> _Task prompt_: Copy out every one of the records below word for word, leaving out the pictures.

>> START Dataset rows

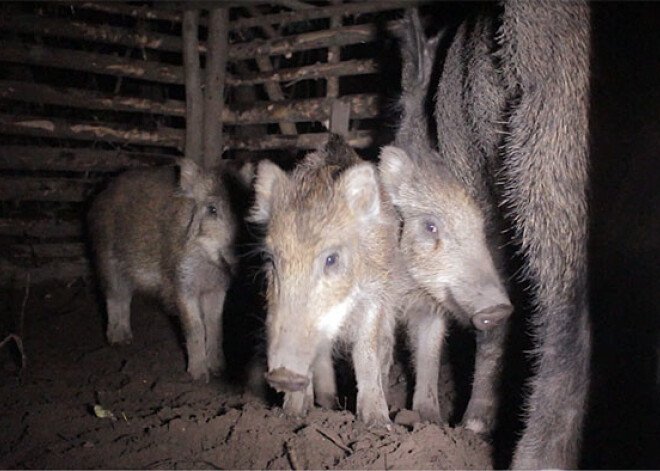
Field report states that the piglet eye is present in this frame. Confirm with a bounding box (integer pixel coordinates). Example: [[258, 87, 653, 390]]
[[325, 253, 339, 267]]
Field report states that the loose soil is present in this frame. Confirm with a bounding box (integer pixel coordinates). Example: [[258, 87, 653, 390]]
[[0, 280, 492, 469]]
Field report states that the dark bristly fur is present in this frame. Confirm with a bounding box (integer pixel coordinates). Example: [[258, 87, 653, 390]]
[[420, 0, 590, 469], [380, 8, 512, 433]]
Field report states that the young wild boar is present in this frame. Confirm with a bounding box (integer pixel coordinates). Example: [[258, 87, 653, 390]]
[[251, 137, 397, 425], [89, 159, 236, 381], [386, 0, 591, 469], [379, 10, 513, 432]]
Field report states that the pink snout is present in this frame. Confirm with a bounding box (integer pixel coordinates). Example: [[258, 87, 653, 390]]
[[472, 304, 513, 330], [265, 366, 309, 392]]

>> END Dataset rows

> _Expected output_:
Field report states that the piglet eye is present in this frame. Confirm with a bounding box (integer pixel coordinates). Example: [[258, 87, 653, 390]]
[[325, 253, 339, 267]]
Field report states that the loose soil is present in this frame. Confirm with a bounding box (integer pixel coordinates). Example: [[258, 87, 653, 390]]
[[0, 280, 492, 469]]
Field report states that the dark bristly fur is present in this frame. Confirm with a bounding box (integer pixel coordinates). Example: [[258, 87, 653, 390]]
[[420, 0, 590, 469], [380, 8, 512, 433]]
Field report states that the young wild boar is present in this frame. Confirm with a bounding box (integer pixel coordinates). Example: [[258, 87, 653, 390]]
[[251, 137, 397, 425], [89, 159, 236, 381], [386, 0, 591, 469], [379, 10, 513, 432]]
Field report states that the pink snout is present in this frame. Confirm with a bounding box (integer pixel coordinates). Example: [[258, 87, 653, 390]]
[[472, 304, 513, 330], [265, 366, 309, 392]]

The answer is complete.